SOURCE EXCERPT ->
>>>

In the piece published today, the challenge was this: How do small businesses maintain their company cultures while everyone is working from home? It was a question I kept hearing small business owners ask in forums, so I thought I should go find answers.
I first looked at data and found a research report that showed work from home is here to stay for many U.S. companies. So this is a challenge that firms will continue to face, not something that is temporary.
I also realized I wanted to focus on firms that were growing. It’s one thing to maintain culture with employees who were already part of the organization; it’s another thing to build company culture with people who have never even been into your office.
Then I started looking for companies to profile. And here’s where it is incredibly important to have diverse networks. That’s the only way I can ensure my coverage includes a diverse mix of firms, including race and ethnicity, gender expression, geography, size, industry, etc.
I talk to companies from all different experiences so that I get an idea of common themes and also what’s unique to certain groups. The challenges facing a business owner in Utah might be different than one in New York City. The challenges facing a Black business owner in Atlanta might be different than what an Asian owner in Denver experiences.

<<<

RECORDS FOR THE EXERCISE ->
>>>

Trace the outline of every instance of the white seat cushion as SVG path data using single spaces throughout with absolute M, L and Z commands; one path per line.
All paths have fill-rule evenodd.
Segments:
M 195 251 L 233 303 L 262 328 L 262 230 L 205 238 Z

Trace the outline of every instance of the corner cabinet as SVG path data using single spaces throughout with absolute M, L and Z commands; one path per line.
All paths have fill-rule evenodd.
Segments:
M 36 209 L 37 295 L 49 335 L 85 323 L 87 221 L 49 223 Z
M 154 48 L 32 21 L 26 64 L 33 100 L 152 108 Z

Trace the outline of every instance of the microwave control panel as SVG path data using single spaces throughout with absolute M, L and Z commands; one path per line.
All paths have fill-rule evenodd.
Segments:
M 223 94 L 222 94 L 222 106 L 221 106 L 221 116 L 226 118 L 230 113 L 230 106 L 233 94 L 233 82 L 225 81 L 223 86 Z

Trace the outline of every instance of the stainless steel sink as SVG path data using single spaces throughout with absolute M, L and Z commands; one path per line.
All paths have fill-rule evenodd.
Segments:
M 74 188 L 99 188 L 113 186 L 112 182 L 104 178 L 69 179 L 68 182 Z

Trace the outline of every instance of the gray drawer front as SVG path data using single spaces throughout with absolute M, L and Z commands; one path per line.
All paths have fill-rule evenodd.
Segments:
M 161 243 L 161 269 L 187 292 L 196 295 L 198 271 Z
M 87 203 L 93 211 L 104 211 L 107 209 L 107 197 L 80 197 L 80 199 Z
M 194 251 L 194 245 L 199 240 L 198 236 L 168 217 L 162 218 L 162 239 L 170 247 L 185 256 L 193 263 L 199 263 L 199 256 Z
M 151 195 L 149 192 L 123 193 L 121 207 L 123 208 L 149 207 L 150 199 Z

<<<

SHORT PROBLEM 1 -> Render everything from the first of the rows down to the line containing "M 74 188 L 99" as a JSON list of strings, with one string per line and blank lines left out.
SHORT PROBLEM 2 -> Continue the piece on keeping small business culture alive during remote work, picking up right after its last sentence.

OUTPUT 1 ->
[
  "Trace the outline of every instance of the white seat cushion as SVG path data using single spaces throughout with absolute M, L and Z commands; one path per line.",
  "All paths have fill-rule evenodd.",
  "Segments:",
  "M 195 251 L 233 303 L 262 328 L 262 230 L 205 238 Z",
  "Trace the outline of every instance of the corner cabinet as SVG path data using single spaces throughout with absolute M, L and Z commands; one path per line.",
  "All paths have fill-rule evenodd.",
  "Segments:",
  "M 36 209 L 37 295 L 49 335 L 85 323 L 87 221 L 49 223 Z",
  "M 154 48 L 32 21 L 26 64 L 33 100 L 152 108 Z",
  "Trace the outline of every instance of the microwave control panel as SVG path data using single spaces throughout with absolute M, L and Z commands; one path per line.",
  "All paths have fill-rule evenodd.",
  "Segments:",
  "M 223 94 L 222 94 L 222 106 L 221 106 L 221 116 L 226 118 L 230 113 L 230 106 L 233 94 L 233 82 L 225 81 L 223 86 Z",
  "Trace the outline of every instance of the stainless steel sink as SVG path data using single spaces throughout with absolute M, L and Z commands; one path per line.",
  "All paths have fill-rule evenodd.",
  "Segments:",
  "M 74 188 L 99 188 L 113 186 L 112 182 L 104 178 L 69 179 L 68 182 Z"
]

OUTPUT 2 ->
Too often BIPOC businesses are only featured in stories about being a BIPOC business. That means Black women business owners, for example, are only seen in that narrow context. They don't get asked to speak on the everyday small business struggles – growing, hiring, taxes, how to handle varying mask mandates, when to reopen, etc. -- that their peers (most often white men) are asked to comment on.
If we don’t show a diversity of business owners, we risk allowing one group and their experiences to become the definition of who can be a small business owner.
In today’s article, for example, are there hundreds of firms I could have chosen to profile? Yep. I focused on these three because they gave me three very different industries -- drone making, health care and food manufacturing – in three very different places – Utah, California and Texas. One was a family owned firm; another is more like a startup; and the other now has a $1 billion valuation.
They are all solving the same problem, but doing it in very different ways.
Another journalist could have done the same story and found three entirely different companies to feature. But this is who I found and whose stories of creating belonging in their companies resonated with me.
I hope you enjoy!
Got questions you’d like to ask about how I choose sources and subjects? Leave me a comment and I’ll answer it to the best of my ability.
P.S. The Tuesday newsletter will be on hiatus until after the Labor Day holiday, when I’ve got a three-part feature about unicorns, hippies, ranchers and the rural Colorado valley they all call home. Be sure to subscribe so you don’t miss a single installment.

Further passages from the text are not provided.